TASKS:
• A. Reproduce the passage on the Gates Foundation's sanitation strategy word for word, beginning at the words "The foundation has" and stopping after "safe drinking water.".
• B. Carry on the passage about the Gates Foundation's sanitation strategy from the point where it ends.

The Bill & Melinda Gates Foundation, USA, has announced the launch of a strategy to help bring safe, clean sanitation services to millions of poor people in the developing world. In a keynote address at the 2011 AfricaSan Conference in Kigali, Sylvia Mathews Burwell, president of the foundation’s Global Development Program, called on donors, governments, the private sector and the NGOs to address the urgent challenge, which affects nearly 40% of the world’s population. Flush toilets are unavailable to the vast majority in the developing world, and billions of people lack a safe and reliable toilet or latrine.
The foundation has also announced $42 million in new sanitation grants that aim to spur innovations in the capture and storage of waste, as well as its processing into reusable energy, fertilizer and fresh water. In addition, the foundation will support work with local communities to end open defecation and increase access to affordable, long-term sanitation solutions that people will want to use. The foundation and its partners are working to develop new tools and technologies that address every aspect of sanitation – from the development of waterless, hygienic toilets that do not rely on sewer connections to pit emptying to waste processing and recycling. Many of the solutions being developed involve cutting-edge technology that could turn human waste into fuel to power local communities, fertilizer to improve crops, or even safe drinking water.
The Reinvent the Toilet Challenge (RTTC) is a key part of this effort because it encourages the development of waterless and hygienic toilets that do not require piped water or a sewer connection. The research funded by this initiative explores innovations in toilet technology based on chemical engineering processes for energy and resource recovery from human waste. The goal is to develop clean, safe, durable and affordable toilets for the poor that cost less than five cents per user, per day and do not need to be connected to a sewer.
The foundation is investing in projects that focus on the treatment and collection of waste. For example, one grantee is working to develop building blocks made of a biodegradable material that would replace conventional brick or cement constructions for pit latrines. The goal is to create a latrine that would decompose once the pits are filled, allowing for the eventual conversion of the land into farming and other uses. Another grantee is developing an algae-based water treatment system that would use bacteria to treat a community’s waste while producing renewable resources: a nutrient-rich fertilizer for agricultural use and bio-methane to power the sanitation facility as well as the neighbouring community.

DATA PROVIDED:
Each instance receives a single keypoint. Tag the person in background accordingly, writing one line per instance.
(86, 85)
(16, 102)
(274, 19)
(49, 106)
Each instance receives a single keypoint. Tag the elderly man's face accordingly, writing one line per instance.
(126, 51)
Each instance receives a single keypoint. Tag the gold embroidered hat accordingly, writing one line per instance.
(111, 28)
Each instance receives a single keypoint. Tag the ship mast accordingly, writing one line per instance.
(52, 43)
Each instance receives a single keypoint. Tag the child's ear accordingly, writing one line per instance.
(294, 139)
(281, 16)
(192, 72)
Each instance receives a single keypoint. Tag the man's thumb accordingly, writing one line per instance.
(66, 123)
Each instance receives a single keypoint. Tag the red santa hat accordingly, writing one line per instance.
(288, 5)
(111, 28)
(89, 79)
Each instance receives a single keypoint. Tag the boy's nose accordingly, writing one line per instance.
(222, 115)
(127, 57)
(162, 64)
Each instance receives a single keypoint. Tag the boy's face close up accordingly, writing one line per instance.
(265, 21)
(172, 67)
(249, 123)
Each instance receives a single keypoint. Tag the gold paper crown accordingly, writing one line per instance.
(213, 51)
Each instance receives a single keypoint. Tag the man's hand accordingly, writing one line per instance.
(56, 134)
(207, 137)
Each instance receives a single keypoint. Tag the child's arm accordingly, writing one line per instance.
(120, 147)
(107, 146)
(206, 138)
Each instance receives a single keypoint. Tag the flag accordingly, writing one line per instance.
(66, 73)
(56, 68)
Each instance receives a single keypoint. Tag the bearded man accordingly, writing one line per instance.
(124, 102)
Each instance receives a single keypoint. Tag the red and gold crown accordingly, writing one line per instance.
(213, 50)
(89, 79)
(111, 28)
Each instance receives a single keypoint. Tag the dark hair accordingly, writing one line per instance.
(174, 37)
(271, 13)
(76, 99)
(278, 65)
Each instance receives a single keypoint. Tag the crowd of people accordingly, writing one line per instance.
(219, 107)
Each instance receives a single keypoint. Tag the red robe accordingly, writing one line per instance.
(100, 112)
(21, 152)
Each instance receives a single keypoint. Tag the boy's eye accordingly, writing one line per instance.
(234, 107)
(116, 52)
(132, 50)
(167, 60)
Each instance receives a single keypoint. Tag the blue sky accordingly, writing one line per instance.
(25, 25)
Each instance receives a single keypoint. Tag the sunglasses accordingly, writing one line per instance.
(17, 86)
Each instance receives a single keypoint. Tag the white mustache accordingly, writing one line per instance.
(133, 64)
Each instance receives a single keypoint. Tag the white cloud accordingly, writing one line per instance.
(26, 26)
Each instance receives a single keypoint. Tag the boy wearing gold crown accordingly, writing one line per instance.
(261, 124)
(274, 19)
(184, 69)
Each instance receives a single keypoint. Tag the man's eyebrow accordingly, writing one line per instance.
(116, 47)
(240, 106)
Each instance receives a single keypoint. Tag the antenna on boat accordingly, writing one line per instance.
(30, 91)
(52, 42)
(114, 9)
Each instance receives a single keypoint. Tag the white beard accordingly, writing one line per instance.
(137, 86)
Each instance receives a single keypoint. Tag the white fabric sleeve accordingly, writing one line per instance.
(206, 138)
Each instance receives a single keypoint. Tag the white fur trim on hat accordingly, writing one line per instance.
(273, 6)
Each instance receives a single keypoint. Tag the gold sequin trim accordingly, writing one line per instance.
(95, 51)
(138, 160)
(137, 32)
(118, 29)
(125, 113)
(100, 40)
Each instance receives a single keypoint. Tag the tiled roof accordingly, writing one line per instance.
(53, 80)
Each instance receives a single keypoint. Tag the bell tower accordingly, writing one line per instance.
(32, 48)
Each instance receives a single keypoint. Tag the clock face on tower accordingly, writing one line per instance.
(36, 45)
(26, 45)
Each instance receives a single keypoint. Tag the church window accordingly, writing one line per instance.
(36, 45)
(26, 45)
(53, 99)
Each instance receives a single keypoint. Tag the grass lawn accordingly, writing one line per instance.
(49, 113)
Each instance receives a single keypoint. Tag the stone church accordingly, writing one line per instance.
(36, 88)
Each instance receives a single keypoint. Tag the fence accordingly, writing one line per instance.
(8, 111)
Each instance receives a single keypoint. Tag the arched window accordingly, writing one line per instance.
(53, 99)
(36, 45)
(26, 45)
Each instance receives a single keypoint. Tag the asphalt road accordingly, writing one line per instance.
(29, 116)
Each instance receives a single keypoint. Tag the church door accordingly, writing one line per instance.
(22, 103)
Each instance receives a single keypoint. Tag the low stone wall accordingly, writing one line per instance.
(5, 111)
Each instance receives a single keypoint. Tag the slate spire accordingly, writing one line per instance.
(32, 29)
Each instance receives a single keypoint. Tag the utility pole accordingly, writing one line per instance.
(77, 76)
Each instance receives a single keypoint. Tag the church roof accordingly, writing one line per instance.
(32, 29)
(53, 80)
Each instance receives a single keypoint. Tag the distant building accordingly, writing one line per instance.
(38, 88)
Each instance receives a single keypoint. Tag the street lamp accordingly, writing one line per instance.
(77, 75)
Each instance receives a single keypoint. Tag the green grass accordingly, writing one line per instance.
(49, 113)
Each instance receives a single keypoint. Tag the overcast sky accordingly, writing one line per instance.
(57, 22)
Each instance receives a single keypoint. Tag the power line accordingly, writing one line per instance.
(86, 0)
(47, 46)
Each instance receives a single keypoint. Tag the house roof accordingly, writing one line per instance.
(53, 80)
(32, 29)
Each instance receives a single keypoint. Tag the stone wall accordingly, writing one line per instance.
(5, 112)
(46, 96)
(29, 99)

---

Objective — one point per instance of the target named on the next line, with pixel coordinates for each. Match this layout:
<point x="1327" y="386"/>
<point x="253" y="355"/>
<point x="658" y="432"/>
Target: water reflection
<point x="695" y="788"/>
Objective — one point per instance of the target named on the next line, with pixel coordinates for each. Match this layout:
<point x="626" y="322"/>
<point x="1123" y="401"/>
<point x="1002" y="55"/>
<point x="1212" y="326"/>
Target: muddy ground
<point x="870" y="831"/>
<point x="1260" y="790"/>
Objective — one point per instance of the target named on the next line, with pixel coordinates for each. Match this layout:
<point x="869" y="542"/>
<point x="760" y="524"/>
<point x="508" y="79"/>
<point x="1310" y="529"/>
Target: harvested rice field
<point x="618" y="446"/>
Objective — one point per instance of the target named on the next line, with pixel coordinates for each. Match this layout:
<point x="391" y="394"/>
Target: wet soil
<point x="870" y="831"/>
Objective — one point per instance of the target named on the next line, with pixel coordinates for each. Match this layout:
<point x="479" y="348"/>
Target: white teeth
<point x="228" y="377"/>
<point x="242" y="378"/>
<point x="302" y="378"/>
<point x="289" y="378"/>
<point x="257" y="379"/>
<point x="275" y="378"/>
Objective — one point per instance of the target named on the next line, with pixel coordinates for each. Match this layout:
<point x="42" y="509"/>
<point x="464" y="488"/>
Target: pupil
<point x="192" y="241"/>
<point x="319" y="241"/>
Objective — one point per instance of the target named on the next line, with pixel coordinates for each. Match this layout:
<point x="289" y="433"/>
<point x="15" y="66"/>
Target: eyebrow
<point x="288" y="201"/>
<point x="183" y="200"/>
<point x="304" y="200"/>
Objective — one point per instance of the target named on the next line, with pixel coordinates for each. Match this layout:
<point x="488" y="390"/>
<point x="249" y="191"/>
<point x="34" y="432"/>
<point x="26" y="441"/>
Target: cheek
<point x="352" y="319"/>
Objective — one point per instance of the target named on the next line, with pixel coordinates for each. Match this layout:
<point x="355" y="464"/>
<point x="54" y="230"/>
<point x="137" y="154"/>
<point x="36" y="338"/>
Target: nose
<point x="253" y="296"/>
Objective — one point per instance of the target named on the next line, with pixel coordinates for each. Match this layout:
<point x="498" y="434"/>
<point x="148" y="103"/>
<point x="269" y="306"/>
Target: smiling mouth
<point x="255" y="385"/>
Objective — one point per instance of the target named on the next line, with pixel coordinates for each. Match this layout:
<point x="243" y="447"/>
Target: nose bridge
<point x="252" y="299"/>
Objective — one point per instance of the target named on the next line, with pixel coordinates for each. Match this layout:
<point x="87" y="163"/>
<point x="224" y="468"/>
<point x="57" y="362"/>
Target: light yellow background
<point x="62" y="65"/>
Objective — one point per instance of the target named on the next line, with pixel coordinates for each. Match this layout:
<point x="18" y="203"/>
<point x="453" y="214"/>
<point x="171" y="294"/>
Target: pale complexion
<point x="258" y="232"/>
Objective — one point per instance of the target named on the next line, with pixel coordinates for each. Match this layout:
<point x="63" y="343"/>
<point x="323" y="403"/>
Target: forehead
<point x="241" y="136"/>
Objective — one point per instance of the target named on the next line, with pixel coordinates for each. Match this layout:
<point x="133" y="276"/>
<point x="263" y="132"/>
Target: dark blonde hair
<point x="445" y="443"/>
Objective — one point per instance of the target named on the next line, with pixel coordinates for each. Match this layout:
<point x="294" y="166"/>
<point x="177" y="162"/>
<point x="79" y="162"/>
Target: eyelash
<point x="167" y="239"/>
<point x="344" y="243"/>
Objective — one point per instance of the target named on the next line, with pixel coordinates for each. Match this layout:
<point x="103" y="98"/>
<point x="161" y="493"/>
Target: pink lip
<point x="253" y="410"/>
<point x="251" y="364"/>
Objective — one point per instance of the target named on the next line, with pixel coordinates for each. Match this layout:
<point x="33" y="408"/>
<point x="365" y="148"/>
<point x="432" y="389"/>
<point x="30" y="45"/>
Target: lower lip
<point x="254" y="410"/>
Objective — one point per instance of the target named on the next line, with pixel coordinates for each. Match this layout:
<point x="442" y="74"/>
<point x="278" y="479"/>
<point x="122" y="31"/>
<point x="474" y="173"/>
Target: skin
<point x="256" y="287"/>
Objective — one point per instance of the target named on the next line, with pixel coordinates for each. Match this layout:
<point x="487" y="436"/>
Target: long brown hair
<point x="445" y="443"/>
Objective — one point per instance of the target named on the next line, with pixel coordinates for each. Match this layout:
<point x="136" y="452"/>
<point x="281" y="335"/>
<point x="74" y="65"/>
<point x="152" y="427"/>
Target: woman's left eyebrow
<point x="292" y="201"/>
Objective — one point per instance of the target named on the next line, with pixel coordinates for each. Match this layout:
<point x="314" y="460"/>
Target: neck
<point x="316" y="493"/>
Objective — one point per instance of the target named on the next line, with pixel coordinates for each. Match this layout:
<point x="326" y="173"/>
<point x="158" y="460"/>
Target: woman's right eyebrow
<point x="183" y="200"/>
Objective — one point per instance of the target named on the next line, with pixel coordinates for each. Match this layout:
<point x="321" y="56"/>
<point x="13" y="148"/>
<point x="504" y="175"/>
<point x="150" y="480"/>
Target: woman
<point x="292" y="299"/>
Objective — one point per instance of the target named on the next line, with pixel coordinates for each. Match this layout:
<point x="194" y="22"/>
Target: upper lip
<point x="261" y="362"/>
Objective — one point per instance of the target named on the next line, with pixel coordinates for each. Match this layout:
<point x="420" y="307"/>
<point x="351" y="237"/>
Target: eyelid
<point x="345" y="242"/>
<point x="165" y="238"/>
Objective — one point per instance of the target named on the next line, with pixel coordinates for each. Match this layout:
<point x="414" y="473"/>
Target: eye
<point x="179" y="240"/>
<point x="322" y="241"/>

---

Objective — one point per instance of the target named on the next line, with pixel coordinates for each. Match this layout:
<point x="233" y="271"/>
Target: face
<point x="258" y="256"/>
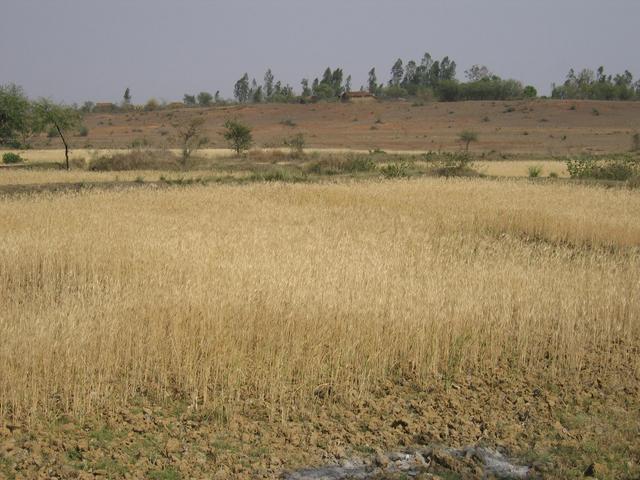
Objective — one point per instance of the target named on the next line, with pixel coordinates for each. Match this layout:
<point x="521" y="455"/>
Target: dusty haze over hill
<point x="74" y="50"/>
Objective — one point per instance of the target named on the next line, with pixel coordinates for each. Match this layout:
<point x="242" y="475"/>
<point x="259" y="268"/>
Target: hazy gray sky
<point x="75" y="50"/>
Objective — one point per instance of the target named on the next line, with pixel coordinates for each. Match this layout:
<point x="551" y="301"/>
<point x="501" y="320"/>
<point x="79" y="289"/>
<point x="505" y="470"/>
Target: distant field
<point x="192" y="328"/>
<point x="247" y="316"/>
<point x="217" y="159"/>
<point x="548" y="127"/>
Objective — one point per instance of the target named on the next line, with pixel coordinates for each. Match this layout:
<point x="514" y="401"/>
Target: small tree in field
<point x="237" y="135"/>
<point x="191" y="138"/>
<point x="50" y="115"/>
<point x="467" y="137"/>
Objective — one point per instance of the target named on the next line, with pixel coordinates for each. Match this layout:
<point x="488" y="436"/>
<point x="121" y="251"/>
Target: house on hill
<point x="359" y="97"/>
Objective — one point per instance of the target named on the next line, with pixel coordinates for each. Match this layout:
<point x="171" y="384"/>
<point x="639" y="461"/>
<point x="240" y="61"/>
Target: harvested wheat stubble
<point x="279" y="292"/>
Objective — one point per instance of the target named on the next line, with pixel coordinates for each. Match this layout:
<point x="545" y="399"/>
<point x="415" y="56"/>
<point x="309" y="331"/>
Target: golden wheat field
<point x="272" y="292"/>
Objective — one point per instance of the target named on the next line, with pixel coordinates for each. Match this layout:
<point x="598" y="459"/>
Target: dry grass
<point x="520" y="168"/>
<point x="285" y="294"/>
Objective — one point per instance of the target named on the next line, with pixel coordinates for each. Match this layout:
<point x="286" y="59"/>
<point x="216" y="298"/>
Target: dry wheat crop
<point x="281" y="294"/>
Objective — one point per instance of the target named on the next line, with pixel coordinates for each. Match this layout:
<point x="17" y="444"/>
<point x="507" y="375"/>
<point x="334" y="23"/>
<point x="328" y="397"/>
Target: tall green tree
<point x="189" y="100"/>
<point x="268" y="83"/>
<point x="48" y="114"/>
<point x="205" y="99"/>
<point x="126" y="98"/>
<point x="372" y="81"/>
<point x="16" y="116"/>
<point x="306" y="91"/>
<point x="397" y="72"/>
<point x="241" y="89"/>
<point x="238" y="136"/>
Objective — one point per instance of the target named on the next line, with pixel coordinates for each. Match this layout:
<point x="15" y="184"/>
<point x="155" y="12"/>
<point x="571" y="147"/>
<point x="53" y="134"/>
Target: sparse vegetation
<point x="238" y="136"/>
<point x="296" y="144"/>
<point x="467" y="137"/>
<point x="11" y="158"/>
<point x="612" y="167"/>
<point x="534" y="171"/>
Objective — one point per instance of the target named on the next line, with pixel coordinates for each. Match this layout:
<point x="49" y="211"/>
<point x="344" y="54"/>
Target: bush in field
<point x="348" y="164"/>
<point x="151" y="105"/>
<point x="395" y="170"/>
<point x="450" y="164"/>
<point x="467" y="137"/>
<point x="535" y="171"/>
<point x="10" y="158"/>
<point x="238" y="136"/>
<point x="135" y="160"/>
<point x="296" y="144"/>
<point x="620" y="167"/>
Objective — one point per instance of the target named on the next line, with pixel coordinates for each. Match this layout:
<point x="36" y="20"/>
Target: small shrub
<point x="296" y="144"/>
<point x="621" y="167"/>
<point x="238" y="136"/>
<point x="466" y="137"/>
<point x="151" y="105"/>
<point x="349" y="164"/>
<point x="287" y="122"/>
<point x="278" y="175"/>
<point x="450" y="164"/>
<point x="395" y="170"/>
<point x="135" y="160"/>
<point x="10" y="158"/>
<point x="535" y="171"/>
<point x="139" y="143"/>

ANSWERS IN ORDER:
• A.
The foundation has also announced $42 million in new sanitation grants that aim to spur innovations in the capture and storage of waste, as well as its processing into reusable energy, fertilizer and fresh water. In addition, the foundation will support work with local communities to end open defecation and increase access to affordable, long-term sanitation solutions that people will want to use. The foundation and its partners are working to develop new tools and technologies that address every aspect of sanitation – from the development of waterless, hygienic toilets that do not rely on sewer connections to pit emptying to waste processing and recycling. Many of the solutions being developed involve cutting-edge technology that could turn human waste into fuel to power local communities, fertilizer to improve crops, or even safe drinking water.

• B.
Solution for overflowing pit latrines
Piped sewage systems and wastewater treatment plants serve only a small fraction of those in developing countries, leaving the poor with on-site systems, such as pit latrines, to collect and store their waste. However, waste does not decompose fast enough or completely, so the pits fill up, leading to flies, odors, and unpleasant conditions. Because replacing or emptying full pits is difficult and expensive, many people resort to defecating outdoors, which poses serious health risks and is socially demeaning.
The foundation has given a $4.8 million grant to the London School of Hygiene and Tropical Medicine (LSHTM) to support Sanitation Ventures, a three-year project aimed at finding ways to speed up the decomposition process in pit latrines. The project’s primary focus is on biofilter technology, which is currently the most effective, commercially viable approach to solving the problems associated with pit latrines.
Biofilters are contained units that have an active layer near the surface where worms such as tiger worms, along with other organisms, digest solid waste as it enters the system. Beneath this layer is a filtration bed where the liquid waste is further treated by aerobic bacteria, resulting in highly treated sewage that can be safely discharged into the environment. The advantages of this system are that it produces low residual waste, uses a small amount of water, takes up less space than a septic tank, and is affordable to purchase and maintain. These types of systems have already been studied extensively and are being produced commercially in developed countries. Because the Tiger Toilet is both affordable and easy to use, it will meet the needs of people in developing countries without access to sanitation, be adopted by a large number of people, and make a dramatic difference in their lives.